Saat ini ada keresahan dari banyak insan musisi tentang RUU Permusikan. Saya harap RUU tersebut dapat dibatalkan, atau setidak direvisi dan dipertimbangkan ulang dengan memperhitungkan aspirasi para musisi yang khawatir dengan potensi implementasi RUU itu kelak. Yang dibutuhkan para musisi adalah kejelasan tata niaga industri musik, bukan aturan yang mengatur dan mengekang kreativitas seniman. 
 
 
7.     Pengalaman traveling yang mengesankan bagi Mbak Dee?
 
 
Wah, banyak. Kalau luar Indonesia, saya sangat suka dengan Jepang. Saya mengagumi etos kerja masyarakat Jepang yang tercerminkan dari segala hal yang mereka kerjakan, mulai dari kualitas makanan, cara menjaga toko, cara menyambut tamu, dsb. Kalau domestik, perjalanan ke Papua salah satu yang paling berkesan. Alam Papua itu benar-benar berbeda dari belahan Indonesia lainnya. Saya memperhatikan mulai dari warna tanah, serangga, tanamannya, semuanya luar biasa unik. 
 
 
8.     Adakah pengalaman terseru konser pertama dan konser terakhir yang Mbak Dee tonton?

───

## LATIHAN TERTULIS 1
Sebutkan semua hal yang diperhatikan narasumber selama perjalanan ke Papua menurut teks wawancara di atas.

───

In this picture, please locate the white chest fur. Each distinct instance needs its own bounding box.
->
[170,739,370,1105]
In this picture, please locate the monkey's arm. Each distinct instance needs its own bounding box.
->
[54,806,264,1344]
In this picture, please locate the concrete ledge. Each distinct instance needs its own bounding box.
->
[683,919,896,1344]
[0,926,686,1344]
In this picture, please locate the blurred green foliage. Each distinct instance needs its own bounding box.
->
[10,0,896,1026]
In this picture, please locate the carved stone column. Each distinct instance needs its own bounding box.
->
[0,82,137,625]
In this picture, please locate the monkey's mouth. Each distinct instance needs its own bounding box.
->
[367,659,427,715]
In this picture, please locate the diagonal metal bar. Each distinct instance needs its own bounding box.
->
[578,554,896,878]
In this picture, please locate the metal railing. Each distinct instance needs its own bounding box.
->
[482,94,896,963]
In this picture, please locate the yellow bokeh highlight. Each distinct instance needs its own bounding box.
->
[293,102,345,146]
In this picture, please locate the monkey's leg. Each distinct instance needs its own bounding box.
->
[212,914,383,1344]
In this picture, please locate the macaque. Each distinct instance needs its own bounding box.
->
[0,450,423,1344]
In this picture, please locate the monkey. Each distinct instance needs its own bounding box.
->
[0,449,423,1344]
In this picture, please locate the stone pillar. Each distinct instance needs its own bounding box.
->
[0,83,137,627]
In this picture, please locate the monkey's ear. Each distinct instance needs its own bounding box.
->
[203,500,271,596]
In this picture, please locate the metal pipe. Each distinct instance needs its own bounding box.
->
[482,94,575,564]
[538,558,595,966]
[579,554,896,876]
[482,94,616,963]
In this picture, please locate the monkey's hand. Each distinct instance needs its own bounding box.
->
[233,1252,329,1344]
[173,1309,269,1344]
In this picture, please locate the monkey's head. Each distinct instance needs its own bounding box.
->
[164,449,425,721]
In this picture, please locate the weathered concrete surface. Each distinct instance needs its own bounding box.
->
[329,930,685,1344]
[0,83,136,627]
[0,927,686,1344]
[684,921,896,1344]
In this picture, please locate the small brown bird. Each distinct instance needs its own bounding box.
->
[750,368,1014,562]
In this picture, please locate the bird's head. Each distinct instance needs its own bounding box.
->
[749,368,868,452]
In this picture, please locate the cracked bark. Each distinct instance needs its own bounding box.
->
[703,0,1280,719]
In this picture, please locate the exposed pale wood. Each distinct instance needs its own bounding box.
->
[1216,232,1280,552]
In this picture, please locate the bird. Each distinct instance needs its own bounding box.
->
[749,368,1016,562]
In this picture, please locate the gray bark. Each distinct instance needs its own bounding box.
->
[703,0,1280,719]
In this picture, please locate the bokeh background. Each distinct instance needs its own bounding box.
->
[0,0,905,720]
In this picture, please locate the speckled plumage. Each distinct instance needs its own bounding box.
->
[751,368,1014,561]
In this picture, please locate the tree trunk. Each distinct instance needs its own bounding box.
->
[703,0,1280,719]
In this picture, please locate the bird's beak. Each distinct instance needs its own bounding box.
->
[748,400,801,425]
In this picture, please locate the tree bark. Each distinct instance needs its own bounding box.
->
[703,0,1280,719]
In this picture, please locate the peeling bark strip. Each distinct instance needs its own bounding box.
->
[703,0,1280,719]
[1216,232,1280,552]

───

## LATIHAN TERTULIS 2
Salin persis baris-baris dalam catatan di atas, dari baris yang memuat "In this picture, please locate the bird's head." sampai baris yang memuat "[751,368,1014,561]", termasuk kedua baris tersebut.

## HASIL TUGAS 1
- warna tanah
- serangga
- tanamannya

## HASIL TUGAS 2
In this picture, please locate the bird's head. Each distinct instance needs its own bounding box.
->
[749,368,868,452]
In this picture, please locate the cracked bark. Each distinct instance needs its own bounding box.
->
[703,0,1280,719]
In this picture, please locate the exposed pale wood. Each distinct instance needs its own bounding box.
->
[1216,232,1280,552]
In this picture, please locate the bird. Each distinct instance needs its own bounding box.
->
[749,368,1016,562]
In this picture, please locate the gray bark. Each distinct instance needs its own bounding box.
->
[703,0,1280,719]
In this picture, please locate the bokeh background. Each distinct instance needs its own bounding box.
->
[0,0,905,720]
In this picture, please locate the speckled plumage. Each distinct instance needs its own bounding box.
->
[751,368,1014,561]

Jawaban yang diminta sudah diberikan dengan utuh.